Instruction:
Restate the records below word for word, and omit the images they hold.

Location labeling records
★ ★ ★ ★ ★ ★ ★

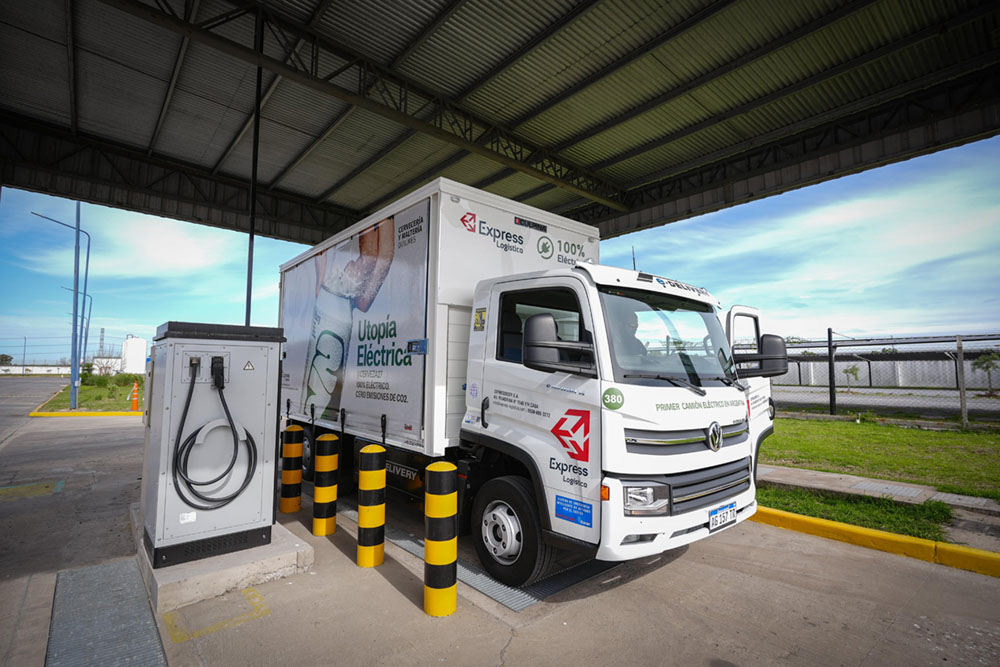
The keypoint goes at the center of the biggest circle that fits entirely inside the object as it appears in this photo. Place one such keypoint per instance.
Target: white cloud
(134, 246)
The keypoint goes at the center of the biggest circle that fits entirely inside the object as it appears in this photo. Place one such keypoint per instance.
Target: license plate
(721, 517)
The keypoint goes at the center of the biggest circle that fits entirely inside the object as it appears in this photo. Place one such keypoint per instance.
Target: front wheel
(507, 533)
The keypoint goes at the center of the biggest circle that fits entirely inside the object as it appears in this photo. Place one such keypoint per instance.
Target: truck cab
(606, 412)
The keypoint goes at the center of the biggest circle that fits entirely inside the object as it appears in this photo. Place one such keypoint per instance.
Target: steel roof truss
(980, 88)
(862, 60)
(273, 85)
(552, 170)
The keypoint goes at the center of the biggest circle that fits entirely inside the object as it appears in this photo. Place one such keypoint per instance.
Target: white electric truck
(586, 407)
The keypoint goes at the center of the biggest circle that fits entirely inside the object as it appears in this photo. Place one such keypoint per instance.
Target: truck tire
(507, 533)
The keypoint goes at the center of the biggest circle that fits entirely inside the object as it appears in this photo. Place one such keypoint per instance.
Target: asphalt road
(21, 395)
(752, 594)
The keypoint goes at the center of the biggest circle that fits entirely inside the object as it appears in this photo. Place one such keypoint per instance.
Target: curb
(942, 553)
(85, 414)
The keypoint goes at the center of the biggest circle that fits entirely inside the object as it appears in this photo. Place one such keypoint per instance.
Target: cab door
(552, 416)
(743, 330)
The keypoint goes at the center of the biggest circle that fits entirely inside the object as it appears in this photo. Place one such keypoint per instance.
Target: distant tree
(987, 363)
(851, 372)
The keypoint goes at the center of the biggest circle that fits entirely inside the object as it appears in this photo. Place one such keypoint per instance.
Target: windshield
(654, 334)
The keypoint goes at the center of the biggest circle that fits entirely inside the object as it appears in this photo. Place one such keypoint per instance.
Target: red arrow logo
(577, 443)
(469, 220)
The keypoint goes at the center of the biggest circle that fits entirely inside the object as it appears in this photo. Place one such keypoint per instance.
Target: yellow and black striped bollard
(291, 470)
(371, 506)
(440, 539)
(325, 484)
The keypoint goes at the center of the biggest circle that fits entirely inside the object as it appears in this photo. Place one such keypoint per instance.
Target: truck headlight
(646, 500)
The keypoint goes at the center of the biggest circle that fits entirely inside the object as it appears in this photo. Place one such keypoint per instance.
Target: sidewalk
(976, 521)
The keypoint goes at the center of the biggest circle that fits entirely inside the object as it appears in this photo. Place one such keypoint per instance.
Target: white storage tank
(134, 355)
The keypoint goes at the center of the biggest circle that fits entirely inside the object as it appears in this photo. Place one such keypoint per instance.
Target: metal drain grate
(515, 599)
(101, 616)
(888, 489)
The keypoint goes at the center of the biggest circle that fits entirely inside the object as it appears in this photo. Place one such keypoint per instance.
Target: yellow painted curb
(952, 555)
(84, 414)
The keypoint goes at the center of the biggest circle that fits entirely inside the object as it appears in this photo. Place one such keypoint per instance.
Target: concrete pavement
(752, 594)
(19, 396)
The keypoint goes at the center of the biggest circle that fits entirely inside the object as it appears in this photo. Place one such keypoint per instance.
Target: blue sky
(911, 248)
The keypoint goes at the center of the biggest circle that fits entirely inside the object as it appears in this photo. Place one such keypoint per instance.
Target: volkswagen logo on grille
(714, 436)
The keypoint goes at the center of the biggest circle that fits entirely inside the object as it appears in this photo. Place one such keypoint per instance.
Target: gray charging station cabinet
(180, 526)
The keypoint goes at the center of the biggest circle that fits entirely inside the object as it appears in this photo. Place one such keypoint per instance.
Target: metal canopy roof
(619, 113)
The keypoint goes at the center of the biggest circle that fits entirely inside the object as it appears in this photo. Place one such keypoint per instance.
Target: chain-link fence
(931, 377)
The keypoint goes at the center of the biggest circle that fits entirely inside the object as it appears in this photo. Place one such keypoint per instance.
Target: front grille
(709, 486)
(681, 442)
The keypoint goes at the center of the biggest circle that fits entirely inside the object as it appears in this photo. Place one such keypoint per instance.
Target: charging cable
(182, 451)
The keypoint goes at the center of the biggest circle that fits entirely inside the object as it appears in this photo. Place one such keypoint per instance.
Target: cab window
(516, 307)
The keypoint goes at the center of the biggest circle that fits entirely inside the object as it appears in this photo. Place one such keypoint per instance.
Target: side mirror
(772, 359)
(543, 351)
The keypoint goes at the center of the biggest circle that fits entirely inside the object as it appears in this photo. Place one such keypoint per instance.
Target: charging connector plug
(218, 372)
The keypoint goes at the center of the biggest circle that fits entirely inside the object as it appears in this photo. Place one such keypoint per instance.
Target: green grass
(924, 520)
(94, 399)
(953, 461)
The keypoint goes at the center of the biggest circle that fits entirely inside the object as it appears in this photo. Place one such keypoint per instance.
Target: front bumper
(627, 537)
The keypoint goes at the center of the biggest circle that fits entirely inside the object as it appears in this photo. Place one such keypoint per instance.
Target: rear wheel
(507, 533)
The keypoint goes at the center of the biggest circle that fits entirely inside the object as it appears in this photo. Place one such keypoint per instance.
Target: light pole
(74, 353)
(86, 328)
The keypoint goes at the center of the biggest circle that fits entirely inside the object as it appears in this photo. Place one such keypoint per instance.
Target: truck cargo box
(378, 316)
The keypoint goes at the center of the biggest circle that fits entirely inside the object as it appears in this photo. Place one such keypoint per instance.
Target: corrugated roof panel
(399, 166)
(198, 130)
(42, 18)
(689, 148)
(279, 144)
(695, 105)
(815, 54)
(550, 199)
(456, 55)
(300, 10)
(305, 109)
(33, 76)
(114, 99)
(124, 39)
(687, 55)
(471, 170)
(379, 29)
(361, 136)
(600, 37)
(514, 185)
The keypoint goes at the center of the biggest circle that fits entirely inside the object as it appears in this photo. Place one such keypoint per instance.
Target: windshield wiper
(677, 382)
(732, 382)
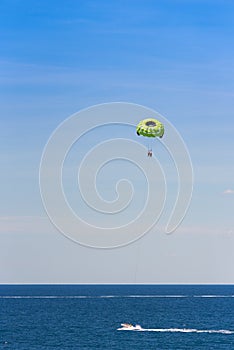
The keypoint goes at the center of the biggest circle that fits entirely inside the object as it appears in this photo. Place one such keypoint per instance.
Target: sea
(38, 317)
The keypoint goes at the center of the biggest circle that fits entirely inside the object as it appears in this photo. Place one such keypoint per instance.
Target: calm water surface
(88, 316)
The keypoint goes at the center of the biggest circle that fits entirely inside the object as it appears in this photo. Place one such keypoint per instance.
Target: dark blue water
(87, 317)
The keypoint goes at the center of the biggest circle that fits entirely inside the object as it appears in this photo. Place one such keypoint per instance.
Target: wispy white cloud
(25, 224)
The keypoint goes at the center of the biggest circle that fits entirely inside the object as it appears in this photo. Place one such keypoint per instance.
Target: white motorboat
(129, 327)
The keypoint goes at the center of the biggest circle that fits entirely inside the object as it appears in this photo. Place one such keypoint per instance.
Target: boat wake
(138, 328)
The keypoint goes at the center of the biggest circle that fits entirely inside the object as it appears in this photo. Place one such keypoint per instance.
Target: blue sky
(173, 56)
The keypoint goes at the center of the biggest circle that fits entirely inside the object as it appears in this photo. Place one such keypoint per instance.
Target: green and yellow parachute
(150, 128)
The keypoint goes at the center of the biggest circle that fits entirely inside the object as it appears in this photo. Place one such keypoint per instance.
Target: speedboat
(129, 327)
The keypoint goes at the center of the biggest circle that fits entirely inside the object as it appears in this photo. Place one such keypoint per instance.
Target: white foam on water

★ ★ ★ ★ ★ ★ ★

Complete output:
The keypoint goes at the center of the biggest circle that fits entirely inside the object as it appears in this photo. Place one such keypoint per instance.
Target: white cloud
(134, 246)
The keypoint goes at the center of the biggest circle that fits entirely inside the object as it appears in this photo. Place one such keypoint per instance.
Target: license plate
(721, 517)
The keypoint goes at the center of the biggest circle that fits entirely inside the object as it appears in this photo. Place one such keypoint per instance.
Target: front wheel
(507, 533)
The keypoint goes at the center of the biggest circle that fits entirely inside the object as it appears in this photo. Place one such keypoint per instance.
Target: truck cab
(606, 412)
The keypoint goes at the center of the biggest circle that fits entirely inside the object as it appears in this photo. Place one such keypoint per instance.
Target: steel roof truss
(980, 88)
(862, 60)
(273, 85)
(552, 170)
The keypoint goes at the center of the biggest circle that fits entirely inside the object as it appears in this photo. Place one such keypoint per instance.
Target: white electric truck
(586, 407)
The keypoint goes at the center of the biggest circle that fits entirely inside the object as it appears in this photo. Place one such keypoint per instance.
Target: truck tire
(507, 533)
The keypoint goes at the center of the biggest circle that fits entirely inside the object as it appears in this photo. Place one such keypoint per instance.
Target: asphalt road
(21, 395)
(752, 594)
The keypoint goes at the center of the biggest circle that fits entirely inside the object as it appears in this photo. Place one such keypoint per instance.
Target: curb
(942, 553)
(85, 414)
The keypoint goes at the center of the biggest circle that fits entirely inside the object as it appears in this photo. Place one such keypoint per instance.
Target: cab door
(552, 416)
(743, 330)
The keypoint goes at the center of the biggest circle that fits entirely inside the object as it appears in this photo. Place one such keypoint per instance.
Target: distant tree
(987, 363)
(851, 372)
The keypoint goes at the center of the biggest circle that fits entirely inside the object as it appears in this photo. Place one such keypoint per instance.
Target: windshield
(654, 334)
The keypoint goes at the center of the biggest circle that fits entirely inside the object as it appears in this photo. Place one such keypoint per instance.
Target: red arrow logo
(577, 443)
(469, 220)
The keypoint goes at the center of the biggest circle that fits entirely inside the object as it appears in this photo. Place one such keypoint per instance.
Target: yellow and black striped bollard
(291, 470)
(371, 506)
(440, 539)
(325, 484)
The keypoint goes at the center of the biggest circle that fits entirely inside the object as it appears in this photo. Place one such keypoint per instance.
Target: truck headlight
(646, 500)
The keypoint goes at the center of the biggest circle that fits entirely inside the object as it appears in this photo. Place one such keypoint per instance.
Target: sidewalk
(976, 521)
The keypoint goes at the center of the biggest circle that fits entirely inside the object as it appears in this photo. Place one such keypoint per instance.
Target: white storage tank
(134, 355)
The keypoint goes at the center of the biggest circle that fits entirely inside the object as it appears in this photo. Place one such keypoint per instance.
Target: metal drain grate
(515, 599)
(101, 616)
(888, 489)
The keypoint goes at the center of the biggest circle that fits entirely inside the object as it appears in this photo. Place one such keypoint per instance.
Target: yellow painted curb
(952, 555)
(84, 414)
The keypoint goes at the center of the biggest circle that fits entirely inside the object as it appears in this photo. Place one such keypoint per instance.
Target: concrete pavement
(752, 594)
(19, 396)
The keypoint goes at the center of the biggest circle that fits entirely inside the object as it appears in this photo. Place one such keypoint per instance.
Target: blue sky
(911, 248)
The keypoint goes at the center of the biggest circle that fits entirely inside the object as it appears in this photo. Place one such keypoint per instance.
Target: volkswagen logo on grille
(714, 436)
The keypoint goes at the center of the biggest circle that fits entirely inside the object as it appears in this photo. Place one such keypoint per instance.
Target: gray charging station cabinet
(180, 526)
The keypoint goes at the center of the biggest circle that fits entirely inside the object as it appears in this photo. Place one such keypoint per instance.
Target: metal canopy roof
(619, 113)
The keypoint goes at the center of the biggest circle that fits entirely inside the object as it appears in this photo. Place one such keypoint per instance.
Target: chain-link fence
(931, 377)
The keypoint goes at the center of the biggest circle that fits entirely inside the object as it appears in this photo. Place one such keypoint per instance.
Target: front grille
(709, 486)
(681, 442)
The keypoint goes at the center of the biggest circle that fits entirely inside the object as it appears in this photo. Place one such keypoint per instance.
Target: charging cable
(182, 451)
The keypoint goes at the center of the biggest circle that fits entirely inside the object as it appears in this photo. Place one such keypoint per instance.
Target: cab window
(516, 307)
The keypoint goes at the center of the biggest circle that fits entirely inside the object as it appears in this photo. Place one such keypoint per instance.
Target: side mirror
(772, 359)
(543, 351)
The keypoint goes at the center of the biggest circle that fits entirely inside the object as it appears in this photo. Place one such keypoint per instance.
Target: charging connector plug
(218, 372)
The keypoint goes at the center of the biggest circle that fits entirely inside the object as it appears in this photo. Place one such keypoint per instance.
Target: green grass
(924, 520)
(94, 399)
(953, 461)
The keypoint goes at the center of the biggest circle that fits entirely inside the object as it appears in this photo. Place one such keypoint per instance.
Target: front bumper
(627, 537)
The keypoint goes at the center of the biggest circle that fits entirely inside the object as it appears in this photo. Place one such keypoint per instance.
Target: rear wheel
(507, 533)
The keypoint goes at the center of the biggest circle that fits entirely inside the object as it appears in this photo. Place one such keypoint per instance.
Target: light pole
(74, 353)
(86, 328)
The keypoint goes at the center of the biggest circle that fits entirely inside the object as it appears in this photo. Place one such keypoint per instance.
Target: truck cargo box
(378, 316)
The keypoint goes at the center of the biggest circle that fits entirely inside the object as it appears in this photo. Place one such keypoint per instance.
Target: corrugated roof panel
(399, 166)
(198, 130)
(42, 18)
(689, 148)
(279, 144)
(695, 105)
(815, 54)
(550, 199)
(456, 55)
(300, 10)
(305, 109)
(33, 76)
(114, 99)
(124, 39)
(687, 55)
(471, 170)
(379, 29)
(361, 136)
(600, 37)
(514, 185)
The keypoint goes at the center of the biggest circle that fits entirely inside the object as it appears in this photo. Place one such keypoint per instance.
Target: windshield wiper
(677, 382)
(732, 382)
The keypoint goes at the center of the biggest circle that fits entirely inside the object as it appears in this photo. Place one such keypoint per instance.
Target: sea
(38, 317)
The keypoint goes at the center of the biggest circle that fits entirely inside the object as it appears in this photo. Place one such keypoint per instance.
Target: calm water surface
(88, 316)
The keypoint goes at the center of the biggest circle that fits entirely inside the object as it appears in this photo. Place one such keypoint per instance.
Target: dark blue water
(87, 317)
The keypoint goes at the center of the biggest circle that fits entirely inside the object as it appears in this photo. Place one such keypoint per instance.
Target: wispy white cloud
(25, 224)
The keypoint goes at the center of the biggest circle that fits entirely inside the object as it appears in this photo. Place one such keypoint per instance.
Target: white motorboat
(129, 327)
The keypoint goes at the center of the biggest circle that fits entirely inside the object as it appears in this photo. Place one such keypoint per instance.
Target: boat wake
(138, 328)
The keypoint goes at the center of the biggest circle that fits entirely inside the object as it appears in this photo. Place one such keypoint per instance.
Target: blue sky
(173, 56)
The keypoint goes at the center of the biggest circle that fits entirely inside the object as it appears in this photo. Place one such keypoint per instance.
Target: green and yellow parachute
(150, 128)
The keypoint goes at the center of the biggest circle that fits entirely inside the object as it appears in this photo. Place one such keypoint per instance.
Target: speedboat
(129, 327)
The keypoint goes at the center of the biggest circle that fits entirely inside the object as it appears in this photo. Place one such keypoint per instance.
Target: white foam on water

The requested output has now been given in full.